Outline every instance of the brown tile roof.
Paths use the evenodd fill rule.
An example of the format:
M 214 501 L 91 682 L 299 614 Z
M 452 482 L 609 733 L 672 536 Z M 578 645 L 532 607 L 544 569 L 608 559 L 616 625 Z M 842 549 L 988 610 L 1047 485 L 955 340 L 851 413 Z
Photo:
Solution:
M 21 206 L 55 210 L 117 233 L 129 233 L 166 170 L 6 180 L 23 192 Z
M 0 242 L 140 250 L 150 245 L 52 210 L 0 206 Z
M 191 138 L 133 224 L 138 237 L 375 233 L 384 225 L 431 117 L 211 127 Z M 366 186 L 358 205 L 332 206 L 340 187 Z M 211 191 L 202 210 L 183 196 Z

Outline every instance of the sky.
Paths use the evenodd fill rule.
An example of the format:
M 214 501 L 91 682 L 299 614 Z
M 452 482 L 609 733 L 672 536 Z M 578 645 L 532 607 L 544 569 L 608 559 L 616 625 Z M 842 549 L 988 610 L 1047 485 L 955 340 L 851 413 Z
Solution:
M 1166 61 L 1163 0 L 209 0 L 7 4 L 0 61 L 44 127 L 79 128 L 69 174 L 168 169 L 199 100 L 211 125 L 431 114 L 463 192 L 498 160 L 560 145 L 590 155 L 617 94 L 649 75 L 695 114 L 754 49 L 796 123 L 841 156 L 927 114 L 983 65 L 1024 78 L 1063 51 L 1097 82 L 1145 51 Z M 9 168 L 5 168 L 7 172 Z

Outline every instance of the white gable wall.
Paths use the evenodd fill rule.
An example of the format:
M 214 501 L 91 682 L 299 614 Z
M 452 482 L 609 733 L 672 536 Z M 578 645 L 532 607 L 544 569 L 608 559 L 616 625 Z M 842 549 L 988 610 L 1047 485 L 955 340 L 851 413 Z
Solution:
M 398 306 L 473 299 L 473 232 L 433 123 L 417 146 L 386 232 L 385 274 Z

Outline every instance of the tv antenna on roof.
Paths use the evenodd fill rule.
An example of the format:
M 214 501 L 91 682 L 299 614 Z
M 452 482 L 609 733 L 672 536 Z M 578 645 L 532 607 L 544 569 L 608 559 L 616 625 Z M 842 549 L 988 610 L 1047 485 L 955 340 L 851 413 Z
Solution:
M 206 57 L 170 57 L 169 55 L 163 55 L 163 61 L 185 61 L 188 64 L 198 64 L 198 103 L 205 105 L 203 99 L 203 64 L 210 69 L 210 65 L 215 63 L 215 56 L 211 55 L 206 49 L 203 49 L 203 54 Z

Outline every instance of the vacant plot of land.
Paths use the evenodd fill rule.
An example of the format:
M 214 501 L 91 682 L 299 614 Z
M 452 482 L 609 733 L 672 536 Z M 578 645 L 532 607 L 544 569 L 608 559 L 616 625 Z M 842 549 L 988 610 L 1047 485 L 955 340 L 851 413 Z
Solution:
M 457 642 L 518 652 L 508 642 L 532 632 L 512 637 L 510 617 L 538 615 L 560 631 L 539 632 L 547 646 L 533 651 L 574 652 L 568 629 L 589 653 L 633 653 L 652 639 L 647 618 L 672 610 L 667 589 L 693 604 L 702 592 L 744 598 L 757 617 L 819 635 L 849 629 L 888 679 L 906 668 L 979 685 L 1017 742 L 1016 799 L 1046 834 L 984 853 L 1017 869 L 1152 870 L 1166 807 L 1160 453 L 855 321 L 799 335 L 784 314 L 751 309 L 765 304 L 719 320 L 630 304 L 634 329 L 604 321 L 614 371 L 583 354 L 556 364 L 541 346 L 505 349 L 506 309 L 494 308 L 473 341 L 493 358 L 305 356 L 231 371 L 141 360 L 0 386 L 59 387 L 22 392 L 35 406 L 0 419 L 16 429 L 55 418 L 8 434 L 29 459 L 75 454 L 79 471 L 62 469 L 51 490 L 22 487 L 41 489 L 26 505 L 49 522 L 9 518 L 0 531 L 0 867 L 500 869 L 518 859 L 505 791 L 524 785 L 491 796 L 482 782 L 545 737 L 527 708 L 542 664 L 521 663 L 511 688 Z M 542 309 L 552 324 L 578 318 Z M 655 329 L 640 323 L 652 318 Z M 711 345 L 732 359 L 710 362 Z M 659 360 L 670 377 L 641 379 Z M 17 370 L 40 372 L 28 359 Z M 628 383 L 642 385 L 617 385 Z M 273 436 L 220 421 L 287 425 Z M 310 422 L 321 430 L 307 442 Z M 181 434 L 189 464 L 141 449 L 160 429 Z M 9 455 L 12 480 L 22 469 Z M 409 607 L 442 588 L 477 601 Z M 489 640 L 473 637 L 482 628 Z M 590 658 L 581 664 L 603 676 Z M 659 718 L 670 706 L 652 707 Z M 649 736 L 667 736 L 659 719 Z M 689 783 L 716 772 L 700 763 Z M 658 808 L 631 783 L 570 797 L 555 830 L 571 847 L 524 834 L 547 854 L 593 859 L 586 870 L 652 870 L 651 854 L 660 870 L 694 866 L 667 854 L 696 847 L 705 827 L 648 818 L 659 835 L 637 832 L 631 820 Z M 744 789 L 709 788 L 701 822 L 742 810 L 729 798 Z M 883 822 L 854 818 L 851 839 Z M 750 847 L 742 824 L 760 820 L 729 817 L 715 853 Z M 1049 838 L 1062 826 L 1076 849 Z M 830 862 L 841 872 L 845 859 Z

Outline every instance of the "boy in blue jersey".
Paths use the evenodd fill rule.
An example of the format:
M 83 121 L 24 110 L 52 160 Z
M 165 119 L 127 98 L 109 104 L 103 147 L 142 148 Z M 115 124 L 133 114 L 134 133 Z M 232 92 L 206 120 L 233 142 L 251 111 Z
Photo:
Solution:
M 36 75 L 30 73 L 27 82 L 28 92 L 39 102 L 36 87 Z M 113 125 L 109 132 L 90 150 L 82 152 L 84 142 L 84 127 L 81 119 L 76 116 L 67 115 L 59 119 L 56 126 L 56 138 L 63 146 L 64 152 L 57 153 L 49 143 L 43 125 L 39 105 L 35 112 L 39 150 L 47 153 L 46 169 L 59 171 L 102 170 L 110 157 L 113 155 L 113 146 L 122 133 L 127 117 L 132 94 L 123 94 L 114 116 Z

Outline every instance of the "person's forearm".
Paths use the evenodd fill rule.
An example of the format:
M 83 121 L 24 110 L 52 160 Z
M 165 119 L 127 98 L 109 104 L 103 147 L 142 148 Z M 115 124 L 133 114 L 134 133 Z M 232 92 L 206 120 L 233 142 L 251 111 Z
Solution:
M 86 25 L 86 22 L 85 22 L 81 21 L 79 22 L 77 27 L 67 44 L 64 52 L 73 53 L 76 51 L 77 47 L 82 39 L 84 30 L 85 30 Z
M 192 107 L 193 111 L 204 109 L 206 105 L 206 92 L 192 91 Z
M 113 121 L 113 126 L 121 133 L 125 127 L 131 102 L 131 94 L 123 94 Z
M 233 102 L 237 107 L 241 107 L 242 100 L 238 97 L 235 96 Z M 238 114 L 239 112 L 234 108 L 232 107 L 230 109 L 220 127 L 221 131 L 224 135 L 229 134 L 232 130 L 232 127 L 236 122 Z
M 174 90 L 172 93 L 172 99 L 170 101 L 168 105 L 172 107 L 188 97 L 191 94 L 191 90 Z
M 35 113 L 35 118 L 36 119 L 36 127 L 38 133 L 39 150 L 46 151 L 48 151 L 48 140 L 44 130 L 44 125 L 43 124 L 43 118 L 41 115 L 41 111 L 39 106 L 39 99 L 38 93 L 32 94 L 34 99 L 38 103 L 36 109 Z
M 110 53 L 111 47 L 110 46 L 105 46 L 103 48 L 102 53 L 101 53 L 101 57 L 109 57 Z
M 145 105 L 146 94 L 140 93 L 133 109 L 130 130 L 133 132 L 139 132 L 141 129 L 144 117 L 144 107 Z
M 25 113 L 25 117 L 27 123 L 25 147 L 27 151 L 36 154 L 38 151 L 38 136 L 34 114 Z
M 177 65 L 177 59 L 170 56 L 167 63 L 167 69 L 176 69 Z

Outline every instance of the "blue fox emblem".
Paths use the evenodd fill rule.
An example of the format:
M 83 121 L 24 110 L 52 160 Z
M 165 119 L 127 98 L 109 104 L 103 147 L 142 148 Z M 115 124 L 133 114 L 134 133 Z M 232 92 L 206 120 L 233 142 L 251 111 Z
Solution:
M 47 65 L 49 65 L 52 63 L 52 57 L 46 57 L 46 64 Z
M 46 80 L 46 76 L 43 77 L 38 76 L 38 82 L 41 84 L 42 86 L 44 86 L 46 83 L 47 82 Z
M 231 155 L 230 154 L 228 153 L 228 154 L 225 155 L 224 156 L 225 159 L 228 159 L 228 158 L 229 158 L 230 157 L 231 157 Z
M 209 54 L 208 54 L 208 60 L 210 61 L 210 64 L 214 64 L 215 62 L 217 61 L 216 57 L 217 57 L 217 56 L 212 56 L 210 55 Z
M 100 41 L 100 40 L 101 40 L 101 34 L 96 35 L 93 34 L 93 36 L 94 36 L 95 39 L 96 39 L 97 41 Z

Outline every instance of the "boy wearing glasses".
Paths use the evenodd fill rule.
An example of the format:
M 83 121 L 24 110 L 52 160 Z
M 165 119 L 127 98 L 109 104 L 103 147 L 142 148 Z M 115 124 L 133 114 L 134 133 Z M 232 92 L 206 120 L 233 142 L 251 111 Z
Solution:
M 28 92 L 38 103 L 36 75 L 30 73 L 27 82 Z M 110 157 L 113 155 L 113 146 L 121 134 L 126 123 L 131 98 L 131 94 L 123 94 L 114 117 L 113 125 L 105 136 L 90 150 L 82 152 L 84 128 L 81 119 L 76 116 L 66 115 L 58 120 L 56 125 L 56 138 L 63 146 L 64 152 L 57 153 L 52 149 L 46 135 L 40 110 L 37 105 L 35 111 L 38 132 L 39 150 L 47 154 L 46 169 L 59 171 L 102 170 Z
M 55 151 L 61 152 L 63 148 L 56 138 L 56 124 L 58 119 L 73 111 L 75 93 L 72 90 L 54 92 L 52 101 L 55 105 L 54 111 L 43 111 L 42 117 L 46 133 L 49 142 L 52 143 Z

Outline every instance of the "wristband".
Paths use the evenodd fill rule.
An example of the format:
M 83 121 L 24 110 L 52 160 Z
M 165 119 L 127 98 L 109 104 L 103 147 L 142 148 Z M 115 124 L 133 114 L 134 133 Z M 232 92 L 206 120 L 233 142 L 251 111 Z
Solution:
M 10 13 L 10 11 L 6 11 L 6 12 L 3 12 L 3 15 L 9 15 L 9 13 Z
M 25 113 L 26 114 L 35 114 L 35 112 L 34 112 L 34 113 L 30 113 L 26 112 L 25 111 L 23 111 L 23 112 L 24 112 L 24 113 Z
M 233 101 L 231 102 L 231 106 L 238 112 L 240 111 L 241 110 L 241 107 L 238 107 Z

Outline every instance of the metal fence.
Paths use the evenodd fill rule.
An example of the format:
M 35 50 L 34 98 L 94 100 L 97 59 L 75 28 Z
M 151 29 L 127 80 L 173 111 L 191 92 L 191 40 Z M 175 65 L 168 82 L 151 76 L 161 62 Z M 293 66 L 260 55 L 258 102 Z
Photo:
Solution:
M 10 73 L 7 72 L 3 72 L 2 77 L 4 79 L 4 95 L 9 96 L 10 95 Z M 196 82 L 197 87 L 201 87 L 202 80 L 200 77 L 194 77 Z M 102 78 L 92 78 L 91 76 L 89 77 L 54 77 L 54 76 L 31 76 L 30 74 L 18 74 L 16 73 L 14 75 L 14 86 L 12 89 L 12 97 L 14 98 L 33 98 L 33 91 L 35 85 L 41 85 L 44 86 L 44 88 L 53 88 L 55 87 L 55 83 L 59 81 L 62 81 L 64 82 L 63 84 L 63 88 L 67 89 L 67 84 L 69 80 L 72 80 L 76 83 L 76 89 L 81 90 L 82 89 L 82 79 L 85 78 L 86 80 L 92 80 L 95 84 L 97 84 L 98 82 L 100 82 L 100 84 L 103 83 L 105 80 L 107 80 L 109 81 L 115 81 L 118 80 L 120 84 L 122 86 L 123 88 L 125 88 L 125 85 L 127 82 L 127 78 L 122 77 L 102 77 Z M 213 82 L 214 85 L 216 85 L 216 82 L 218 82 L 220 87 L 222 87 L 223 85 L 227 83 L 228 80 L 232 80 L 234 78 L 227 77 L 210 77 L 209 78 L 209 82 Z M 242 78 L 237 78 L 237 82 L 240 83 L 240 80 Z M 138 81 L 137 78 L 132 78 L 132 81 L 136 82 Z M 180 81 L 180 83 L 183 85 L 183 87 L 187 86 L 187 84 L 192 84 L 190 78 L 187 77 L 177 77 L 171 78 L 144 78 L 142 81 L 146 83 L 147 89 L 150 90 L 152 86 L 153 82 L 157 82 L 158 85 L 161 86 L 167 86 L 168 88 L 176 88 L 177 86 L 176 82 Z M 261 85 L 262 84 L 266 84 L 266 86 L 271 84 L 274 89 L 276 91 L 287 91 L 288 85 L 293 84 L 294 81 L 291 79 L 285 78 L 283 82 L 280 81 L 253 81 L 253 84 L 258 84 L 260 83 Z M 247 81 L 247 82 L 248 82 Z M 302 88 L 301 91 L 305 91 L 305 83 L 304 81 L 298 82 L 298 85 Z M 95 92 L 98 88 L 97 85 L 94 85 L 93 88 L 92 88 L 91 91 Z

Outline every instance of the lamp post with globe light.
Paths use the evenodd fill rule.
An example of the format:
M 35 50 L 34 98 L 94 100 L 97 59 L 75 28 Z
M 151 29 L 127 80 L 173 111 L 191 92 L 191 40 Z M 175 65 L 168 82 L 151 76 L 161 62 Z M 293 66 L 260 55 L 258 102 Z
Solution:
○ ○ ○ ○ ○
* WRITTEN INSTRUCTION
Please write out the stretch from the line containing "Outline every instance of the sky." through the line containing "M 206 57 L 170", both ends included, and scale every coordinate in the answers by 1.4, rounding to whole numbers with halves going up. Keep the requests and their format samples as they are, and give only those lines.

* RESULT OF THE TASK
Outline every instance of the sky.
Paths use the evenodd fill rule.
An example of the format:
M 214 501 L 91 682 L 299 614 Z
M 452 482 L 609 733 L 672 536 Z M 578 645 L 532 607 L 544 569 L 608 559 L 616 625 Z M 842 549 L 988 610 L 1047 485 L 955 340 L 851 413 Z
Solution:
M 1632 85 L 1628 0 L 293 0 L 10 6 L 0 85 L 62 178 L 111 179 L 97 244 L 235 237 L 279 140 L 295 175 L 603 160 L 648 269 L 697 224 L 784 203 L 826 217 L 864 132 L 909 105 L 973 160 L 1056 69 L 1114 172 L 1177 218 L 1298 160 L 1376 91 L 1434 109 L 1488 71 L 1536 115 L 1603 71 Z M 13 235 L 7 235 L 10 241 Z

Outline every instance of the white gable wall.
Paths use the evenodd fill rule.
An example of the format:
M 214 501 L 91 682 L 299 614 Z
M 452 482 L 609 733 L 672 536 Z M 578 645 L 532 607 L 544 569 L 608 559 L 616 625 Z M 842 549 L 988 610 L 1047 485 L 955 340 L 851 413 Z
Solution:
M 557 428 L 662 419 L 662 325 L 606 172 L 584 204 L 540 325 L 539 384 Z

Outline every instance of the tv antenna on roof.
Paths use the evenodd fill rule.
An example of the format:
M 214 501 L 91 682 L 299 614 Z
M 452 482 L 609 733 L 672 536 Z M 578 645 L 532 607 L 544 569 L 608 559 L 616 625 Z M 842 549 L 988 610 L 1047 485 L 955 340 L 851 413 Z
Solution:
M 288 80 L 238 80 L 237 77 L 228 77 L 228 85 L 259 85 L 263 90 L 277 90 L 277 144 L 287 147 L 284 139 L 284 90 L 294 97 L 294 91 L 301 88 L 301 78 L 295 77 L 288 69 L 284 69 L 284 76 Z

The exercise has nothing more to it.